REQUEST.
Copy all of the entries below verbatim, leaving the pictures out.
>> START MATERIALS PROVIDED
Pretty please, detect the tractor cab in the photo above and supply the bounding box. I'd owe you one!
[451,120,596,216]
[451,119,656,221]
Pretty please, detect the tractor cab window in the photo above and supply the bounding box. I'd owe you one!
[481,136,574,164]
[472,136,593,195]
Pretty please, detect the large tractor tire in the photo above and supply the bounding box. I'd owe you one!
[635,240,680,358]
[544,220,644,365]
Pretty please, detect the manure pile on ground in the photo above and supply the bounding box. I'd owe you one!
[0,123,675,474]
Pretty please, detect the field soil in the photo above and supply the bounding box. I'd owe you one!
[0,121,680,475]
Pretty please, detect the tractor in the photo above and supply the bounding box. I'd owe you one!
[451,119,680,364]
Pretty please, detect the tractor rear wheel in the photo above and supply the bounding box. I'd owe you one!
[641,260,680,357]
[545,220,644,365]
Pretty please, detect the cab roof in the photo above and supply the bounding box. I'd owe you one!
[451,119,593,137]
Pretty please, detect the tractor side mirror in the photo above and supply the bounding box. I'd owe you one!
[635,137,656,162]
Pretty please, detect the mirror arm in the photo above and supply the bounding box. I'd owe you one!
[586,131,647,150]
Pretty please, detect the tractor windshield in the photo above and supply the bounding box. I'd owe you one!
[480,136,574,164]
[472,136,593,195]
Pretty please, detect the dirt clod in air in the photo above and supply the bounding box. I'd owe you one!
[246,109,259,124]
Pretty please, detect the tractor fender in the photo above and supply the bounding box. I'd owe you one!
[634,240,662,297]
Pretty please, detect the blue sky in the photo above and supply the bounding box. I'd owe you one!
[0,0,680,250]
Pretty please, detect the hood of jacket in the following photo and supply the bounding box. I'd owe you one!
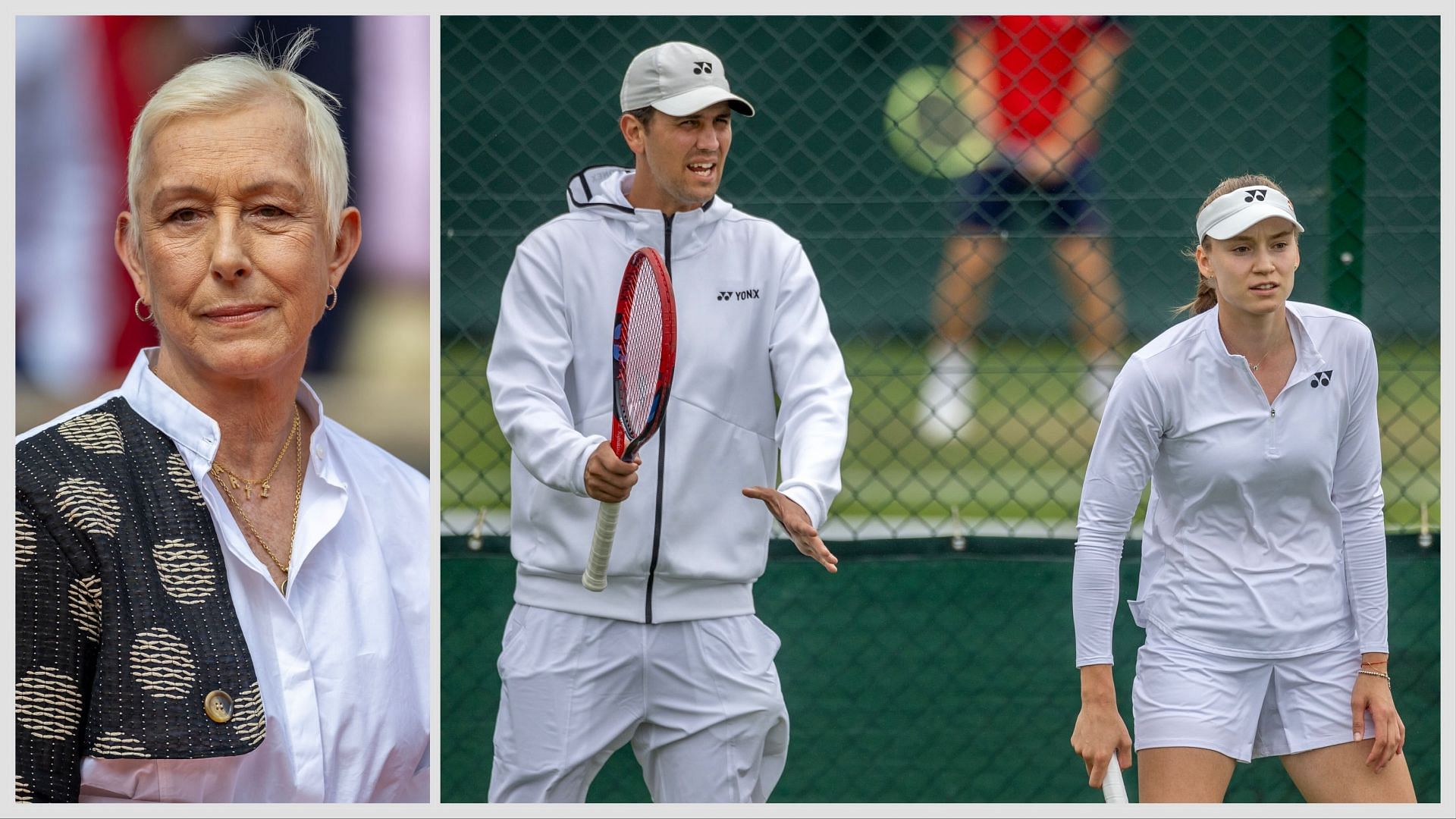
[566,165,733,264]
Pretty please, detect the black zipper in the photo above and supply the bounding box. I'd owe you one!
[644,214,673,625]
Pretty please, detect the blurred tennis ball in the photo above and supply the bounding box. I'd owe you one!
[885,65,996,179]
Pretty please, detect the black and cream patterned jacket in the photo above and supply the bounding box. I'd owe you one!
[14,398,264,802]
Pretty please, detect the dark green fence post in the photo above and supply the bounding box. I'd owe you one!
[1325,17,1370,316]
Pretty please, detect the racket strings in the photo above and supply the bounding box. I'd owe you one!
[622,270,663,438]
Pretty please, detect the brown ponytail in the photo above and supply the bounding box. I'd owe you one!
[1174,174,1288,316]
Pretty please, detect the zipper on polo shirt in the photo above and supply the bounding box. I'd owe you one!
[642,213,673,625]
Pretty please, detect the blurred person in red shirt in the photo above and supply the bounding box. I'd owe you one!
[916,16,1128,443]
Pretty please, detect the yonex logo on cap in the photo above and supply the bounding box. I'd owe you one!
[620,42,753,117]
[1194,185,1304,242]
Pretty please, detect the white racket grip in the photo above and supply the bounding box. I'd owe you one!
[581,503,622,592]
[1102,751,1127,805]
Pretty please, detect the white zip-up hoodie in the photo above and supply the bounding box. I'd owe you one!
[486,166,850,623]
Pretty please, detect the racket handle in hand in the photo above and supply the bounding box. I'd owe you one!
[581,503,622,592]
[1102,751,1127,805]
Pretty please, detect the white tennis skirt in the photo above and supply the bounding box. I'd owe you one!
[1133,628,1374,762]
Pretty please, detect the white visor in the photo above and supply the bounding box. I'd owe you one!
[1195,185,1304,242]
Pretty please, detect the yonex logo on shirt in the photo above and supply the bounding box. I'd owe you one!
[718,288,758,302]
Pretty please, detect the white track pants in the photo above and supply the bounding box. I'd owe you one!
[491,605,789,802]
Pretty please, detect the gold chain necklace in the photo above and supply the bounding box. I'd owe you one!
[1245,336,1284,373]
[211,403,303,596]
[212,403,299,500]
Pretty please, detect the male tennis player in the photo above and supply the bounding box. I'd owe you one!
[486,42,849,802]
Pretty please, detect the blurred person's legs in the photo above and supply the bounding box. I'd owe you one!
[916,236,1006,441]
[1053,236,1127,419]
[916,168,1027,443]
[1044,158,1127,419]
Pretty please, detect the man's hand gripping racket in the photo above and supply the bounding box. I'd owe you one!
[581,248,677,592]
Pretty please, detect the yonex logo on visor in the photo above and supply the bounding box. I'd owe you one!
[622,42,753,117]
[1195,187,1304,242]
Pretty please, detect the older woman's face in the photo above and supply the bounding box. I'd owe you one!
[117,99,358,378]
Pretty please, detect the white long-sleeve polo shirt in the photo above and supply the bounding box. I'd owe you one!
[1072,302,1388,667]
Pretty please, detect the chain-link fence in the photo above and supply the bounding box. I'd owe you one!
[441,17,1440,802]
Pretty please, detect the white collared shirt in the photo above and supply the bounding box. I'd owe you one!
[1073,302,1388,667]
[22,348,431,802]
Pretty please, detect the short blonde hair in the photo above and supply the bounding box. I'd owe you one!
[127,28,350,245]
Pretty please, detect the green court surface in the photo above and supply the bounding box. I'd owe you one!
[440,538,1440,803]
[440,338,1440,539]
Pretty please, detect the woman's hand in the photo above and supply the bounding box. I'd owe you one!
[1072,664,1133,789]
[1350,654,1405,774]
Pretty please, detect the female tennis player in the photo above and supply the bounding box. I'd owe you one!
[1072,175,1415,802]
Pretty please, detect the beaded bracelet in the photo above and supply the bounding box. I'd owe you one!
[1356,669,1391,685]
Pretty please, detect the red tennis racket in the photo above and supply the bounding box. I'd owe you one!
[581,248,677,592]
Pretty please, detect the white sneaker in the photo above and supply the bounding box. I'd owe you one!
[916,344,975,444]
[1078,359,1122,421]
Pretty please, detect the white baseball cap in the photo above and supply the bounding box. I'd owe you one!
[622,42,753,117]
[1194,185,1304,242]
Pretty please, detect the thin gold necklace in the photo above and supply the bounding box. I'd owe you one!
>> END MATERIALS PROVIDED
RESPONSE.
Pretty please, detect the tractor cab in the photo above and supply the bounding box. I'd owe you one!
[451,120,596,216]
[451,119,656,221]
Pretty please, detect the tractor cab window in the photo above and supply the bounding box. I'd owe you one!
[481,136,574,164]
[472,136,593,195]
Pretty please, detect the large tractor tire in the photo above and supply the bounding box. I'd owe you one!
[635,240,680,358]
[544,220,644,365]
Pretty please, detect the manure pile on ground in the photo above and supply the bounding box. I'd owe you one!
[0,123,675,474]
Pretty please, detect the field soil in the photo above and supply the bounding box. I'd owe you one!
[0,121,680,475]
Pretty please, detect the tractor in the photo above and supply the bounding box. I'd owe you one!
[451,119,680,364]
Pretty please, detect the tractor rear wheel in the photo above and supply the bounding box. I'd owe you one!
[641,260,680,357]
[545,220,644,365]
Pretty please, detect the cab roof in the photo above and supply the bounding box. I'd owe you one!
[451,119,593,137]
Pretty please, detect the tractor side mirror in the photo above and supply the bounding box. I'd owe you one!
[635,137,656,162]
Pretty please, detect the mirror arm in the photo above and supply the bounding box. I'd owe you one!
[586,131,647,150]
Pretty please, detect the tractor windshield in the photo above and supply the bounding box. I'd owe you one!
[480,136,574,164]
[472,136,593,195]
Pretty please, detect the dirt clod in air in the photo above and supply the bounding box. I'd owe you one!
[246,109,259,124]
Pretty please, detect the tractor fender in the photo above and supply the bounding box. I'd owe you one!
[634,240,662,297]
Pretty please, detect the blue sky in the photo above and supply the bounding box. I'd owe you one!
[0,0,680,250]
Pretty please, detect the hood of jacket in the following photo and supply the bounding box. I'd owe you one!
[566,165,733,264]
Pretty please, detect the black zipper in the photo above and supply the bounding box. I'd owe you one!
[644,214,673,625]
Pretty please, detect the blurred tennis ball in the photo above and supply the bounding box. I'd owe you one!
[885,65,996,179]
Pretty please, detect the black and cream patterned jacket in the photo above and supply the bounding box. I'd owe you one!
[14,398,264,802]
Pretty please, detect the dark green fence post in the photo above and supply the bounding box. I'd owe you one!
[1325,17,1370,316]
Pretty please, detect the racket strings in the photo above and supply the bounding box. I'd owe you one!
[622,270,663,438]
Pretty please, detect the brown ponytail in the photo above and supply the bounding box. I'd owe you one!
[1174,174,1288,316]
Pretty please, detect the zipper on polo shirt in the photo above and supply the bounding box. I'd owe you one!
[642,213,673,625]
Pretty please, detect the blurred person in red shirt in the photo above and supply the bounding box. I'd owe you one!
[916,16,1128,443]
Pretty please, detect the yonex logo on cap in the photo above and supply the bounding box. I'd owe you one!
[620,42,753,117]
[1194,185,1304,242]
Pretty please, detect the white racket grip in the photo above and supply the bounding box. I'd owe you one!
[581,503,622,592]
[1102,751,1127,805]
Pretty please, detect the white zip-up hoodie in the photo above and supply the bounding box. I'd owe you one!
[486,166,850,623]
Pretty please, detect the racket handle in hand in the photo above and supply the bounding box. I'd owe you one!
[581,503,622,592]
[1102,751,1127,805]
Pretty please, detect the white tennis skirt in the photo above and supply the bounding box. I'd owe you one!
[1133,628,1374,762]
Pretty please, detect the white visor in the photo above and supply the bounding box. I'd owe you one!
[1195,185,1304,242]
Pretty please, detect the yonex logo on shirt in the photo above and supply the bounding box. I'd owe you one!
[718,288,758,302]
Pretty please, detect the white track pants in the photo above and supply the bounding box. I'd owe you one!
[491,605,789,802]
Pretty please, detect the gold chain necklace in the photo above and supply the bounding box. I'd owe you one!
[1245,336,1284,373]
[211,403,303,596]
[212,403,299,500]
Pretty please, detect the male tennis player in the photo above and supply the bounding box. I'd owe you one!
[486,42,849,802]
Pretty please, detect the blurred person's legs in the photo above and supply the bounding box. I'd owe you one!
[916,236,1006,441]
[1053,236,1127,419]
[916,168,1027,443]
[1044,158,1127,419]
Pretty please, detect the man's hand gripping racket in the photo above and supply the bounding box. I'd owe you one!
[581,248,677,592]
Pretty please, detect the yonex logo on visor in the photo above and supply the bounding box. I'd owe you one!
[622,42,753,117]
[1195,187,1304,242]
Pretty please, detect the older woman's face in the photo above and supply the bounding box. I'd owe you one!
[117,99,358,378]
Pretty please, detect the white long-sleeve polo shirt in the photo above and supply the bounding box. I'd owe you one!
[1072,302,1388,667]
Pretty please, detect the chain-link fence in the photo above and supply the bounding box. I'd owe you one!
[441,17,1440,802]
Pretty please, detect the white collared shirt in the photo above and supply the bounding box. I'd owe you one!
[1073,302,1388,667]
[22,348,431,802]
Pretty please, detect the short blonde hair in the photo above and supply the bounding box. I'd owe you one!
[127,28,350,245]
Pretty please, detect the green court surface in the photo above and supply the bounding box. I'd owe you one!
[440,538,1440,803]
[440,338,1440,539]
Pretty please, detect the woman's hand in the photo above and supply the bounding box. I'd owe you one!
[1072,664,1133,789]
[1350,654,1405,774]
Pretty please, detect the female tennis player in the photo above and supply the bounding box. I'd owe you one!
[1072,175,1415,802]
Pretty please, detect the beaded bracelet in the photo above and supply the bounding box. I'd owe you one!
[1356,669,1391,685]
Pretty please, detect the red tennis racket in the photo above and supply the bounding box. I'd owe you one!
[581,248,677,592]
Pretty please, detect the white sneaker in the photo above and supply the bounding box. I'd owe you one!
[916,344,975,444]
[1078,359,1122,421]
Pretty please, detect the white baseball cap in the photo above and supply the bounding box. I'd owe you one!
[622,42,753,117]
[1194,185,1304,242]
Pretty please, detect the thin gold necklace in the photo above and supply the bounding box. I'd owe you one!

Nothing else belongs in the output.